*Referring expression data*
☆ ☆ ☆ ☆

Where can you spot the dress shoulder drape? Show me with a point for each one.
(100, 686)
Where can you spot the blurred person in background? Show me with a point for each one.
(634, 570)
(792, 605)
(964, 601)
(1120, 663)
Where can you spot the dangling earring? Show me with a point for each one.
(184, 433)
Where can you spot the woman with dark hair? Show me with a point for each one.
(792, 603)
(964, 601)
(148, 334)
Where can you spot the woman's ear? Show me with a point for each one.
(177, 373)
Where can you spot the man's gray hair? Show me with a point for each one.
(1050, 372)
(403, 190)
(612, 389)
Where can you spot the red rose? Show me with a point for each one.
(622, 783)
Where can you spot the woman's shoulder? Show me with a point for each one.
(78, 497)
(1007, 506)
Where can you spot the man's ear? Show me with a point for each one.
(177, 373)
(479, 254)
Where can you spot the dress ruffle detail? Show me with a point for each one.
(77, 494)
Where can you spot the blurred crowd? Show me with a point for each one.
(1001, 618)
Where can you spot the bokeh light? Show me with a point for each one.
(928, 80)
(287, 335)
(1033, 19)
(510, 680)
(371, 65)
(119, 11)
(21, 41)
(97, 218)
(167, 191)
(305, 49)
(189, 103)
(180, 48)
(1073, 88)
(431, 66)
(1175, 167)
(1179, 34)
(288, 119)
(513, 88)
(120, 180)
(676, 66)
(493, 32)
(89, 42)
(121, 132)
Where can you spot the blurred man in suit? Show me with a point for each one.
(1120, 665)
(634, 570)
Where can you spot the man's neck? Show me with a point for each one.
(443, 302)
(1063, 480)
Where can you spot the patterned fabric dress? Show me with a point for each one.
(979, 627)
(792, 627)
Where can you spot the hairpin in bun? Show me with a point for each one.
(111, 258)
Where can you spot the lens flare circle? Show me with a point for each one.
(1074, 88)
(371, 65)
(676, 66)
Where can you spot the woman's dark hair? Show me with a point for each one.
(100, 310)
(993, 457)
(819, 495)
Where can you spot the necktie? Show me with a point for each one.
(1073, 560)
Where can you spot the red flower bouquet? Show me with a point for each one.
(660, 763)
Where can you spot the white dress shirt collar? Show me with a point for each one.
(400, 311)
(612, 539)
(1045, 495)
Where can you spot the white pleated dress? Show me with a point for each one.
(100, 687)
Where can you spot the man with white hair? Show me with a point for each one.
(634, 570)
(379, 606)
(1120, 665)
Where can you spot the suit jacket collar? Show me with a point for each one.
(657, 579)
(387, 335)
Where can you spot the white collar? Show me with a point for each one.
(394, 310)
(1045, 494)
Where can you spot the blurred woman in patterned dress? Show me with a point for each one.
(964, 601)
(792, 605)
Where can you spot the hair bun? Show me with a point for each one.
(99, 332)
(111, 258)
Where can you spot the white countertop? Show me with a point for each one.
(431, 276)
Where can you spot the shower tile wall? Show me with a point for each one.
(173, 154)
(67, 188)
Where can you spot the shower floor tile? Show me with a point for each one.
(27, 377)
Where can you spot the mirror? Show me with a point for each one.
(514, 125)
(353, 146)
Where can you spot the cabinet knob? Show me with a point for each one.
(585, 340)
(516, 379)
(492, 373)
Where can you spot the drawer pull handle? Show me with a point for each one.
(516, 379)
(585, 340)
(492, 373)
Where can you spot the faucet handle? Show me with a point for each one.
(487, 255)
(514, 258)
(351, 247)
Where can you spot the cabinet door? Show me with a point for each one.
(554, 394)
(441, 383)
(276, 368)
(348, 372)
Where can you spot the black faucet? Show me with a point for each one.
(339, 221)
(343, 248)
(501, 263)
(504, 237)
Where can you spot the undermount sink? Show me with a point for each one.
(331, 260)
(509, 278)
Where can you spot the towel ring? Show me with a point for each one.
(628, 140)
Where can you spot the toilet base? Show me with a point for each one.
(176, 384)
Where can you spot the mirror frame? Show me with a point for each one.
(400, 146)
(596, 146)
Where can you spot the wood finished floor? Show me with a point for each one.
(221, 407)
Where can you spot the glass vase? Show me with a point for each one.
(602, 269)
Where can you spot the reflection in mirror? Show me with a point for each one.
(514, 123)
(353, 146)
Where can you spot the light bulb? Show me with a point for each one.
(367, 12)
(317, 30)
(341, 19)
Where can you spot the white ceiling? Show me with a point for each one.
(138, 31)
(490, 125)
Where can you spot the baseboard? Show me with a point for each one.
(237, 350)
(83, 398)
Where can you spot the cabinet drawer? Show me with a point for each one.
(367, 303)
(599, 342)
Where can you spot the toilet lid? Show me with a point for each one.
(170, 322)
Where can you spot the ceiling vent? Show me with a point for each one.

☆ ☆ ☆ ☆

*WORK ORDER*
Reproduce every record in full, keeping each one exactly as it reads.

*OUTPUT BELOW*
Where can you spot the dress shoulder drape? Show me with a point for each one.
(100, 686)
Where can you spot the blurred person in background? Show me with a point for each one.
(634, 570)
(792, 605)
(964, 601)
(1120, 663)
Where can you spot the dangling earring? Show me with a point for each one.
(184, 433)
Where can you spot the woman with dark hair? Show me with a point for each one.
(792, 603)
(964, 601)
(148, 334)
Where can you spot the woman's ear? Show me with a point for each one.
(177, 373)
Where can you spot the man's gray hair? Show me with a point for each one.
(1050, 372)
(403, 190)
(612, 389)
Where can you spot the red rose? Show me with a point for each one.
(622, 783)
Where can you spot the woman's shoulder? Show me with a point for each one.
(78, 497)
(1007, 506)
Where can you spot the man's ear? Show me with a point for each one.
(177, 373)
(479, 254)
Where can you spot the dress ruffle detail? Show me with a point for each one.
(77, 494)
Where can you spot the blurred crowd? Show me with a point for each one.
(1001, 618)
Where can you spot the bokeh light? Show me with a point for each one.
(928, 80)
(287, 335)
(1033, 19)
(510, 680)
(371, 65)
(119, 11)
(21, 41)
(97, 218)
(167, 191)
(305, 49)
(189, 103)
(180, 48)
(1073, 88)
(431, 66)
(1175, 167)
(1179, 34)
(288, 119)
(513, 88)
(120, 180)
(676, 66)
(493, 32)
(89, 42)
(121, 132)
Where can you spot the blurred man in suit? Show me with a point for each one.
(1120, 665)
(634, 570)
Where can you spot the man's neck? Show me with a point for each one.
(443, 302)
(1063, 480)
Where can you spot the patterned fabric dress? Show me with a point for each one.
(979, 627)
(792, 627)
Where can you spot the hairpin in bun? Show me with a point for each one.
(111, 258)
Where can you spot the lens flare circle? Show me with a point for each one.
(1074, 88)
(371, 65)
(676, 66)
Where can you spot the woman's dark hair? Show me with a point for each one.
(100, 310)
(993, 457)
(819, 495)
Where can you spot the necktie? Show me with a point for each one.
(1073, 560)
Where can you spot the red flower bouquet? Show me with a point for each one.
(660, 763)
Where can you spot the white dress shirt collar? Show me with a point for each one.
(400, 311)
(612, 539)
(1045, 495)
Where can you spot the white pleated dress? Show me with a point for each one.
(100, 687)
Where can you spot the man with white hair? Show me with a point for each one.
(634, 570)
(379, 606)
(1120, 665)
Where can you spot the suit jacket collar? Show me with a point for each one.
(657, 579)
(387, 335)
Where can you spot the white collar? Show me with a point for each one.
(394, 310)
(1045, 494)
Where can you spot the blurred woman in patterned dress? Show me with a point for each one.
(964, 601)
(792, 605)
Where can you spot the hair bun? Show me with a point for each one.
(99, 332)
(111, 258)
Where can you spot the white countertop? Show me with a point for each one.
(431, 276)
Where can you spot the shower tile wall? Show me with a point for each one.
(173, 154)
(67, 188)
Where can you spot the shower floor tile? Show me with a point for each one.
(27, 377)
Where can you spot the mirror? Show me with a point for each one.
(514, 125)
(353, 146)
Where can you spot the cabinet knob? Show me with a point for each one.
(585, 340)
(516, 379)
(492, 373)
Where can you spot the drawer pull handle? Show me with a point for each one.
(516, 379)
(585, 340)
(492, 373)
Where can you spot the faucet handle? Show me with a point for each one.
(487, 255)
(514, 258)
(351, 247)
Where can you spot the cabinet door? Show me with a point for each one.
(554, 394)
(441, 383)
(276, 368)
(348, 372)
Where can you spot the black faucet? Show me with a point for each one.
(339, 221)
(343, 248)
(501, 263)
(504, 237)
Where can you spot the undermount sink? Show me with a point for each one.
(331, 260)
(509, 278)
Where can you spot the towel ring? Show me with a point for each one.
(628, 140)
Where can you spot the toilet base? Show me with a point for each one.
(176, 384)
Where can you spot the mirror frame? Show me with a point for each one.
(400, 146)
(596, 146)
Where can you spot the wood finished floor? Show me with a point for each one.
(221, 407)
Where can you spot the glass vase? Show me with a point for each one.
(602, 269)
Where can you spot the reflection in mirror? Show me with a point for each one.
(514, 123)
(353, 146)
Where can you spot the light bulb? Show me with a point for each one.
(367, 12)
(317, 30)
(341, 19)
Where can you spot the white ceiling? Show me with a point for each one.
(138, 31)
(490, 125)
Where can you spot the baseboard? Show me with a point for each one.
(237, 350)
(83, 398)
Where can you spot the cabinet drawer? Show me with a point for each one.
(367, 303)
(599, 342)
Where can you spot the toilet lid? Show me with a point for each one.
(170, 322)
Where can you spot the ceiling vent? Show me with a point for each one.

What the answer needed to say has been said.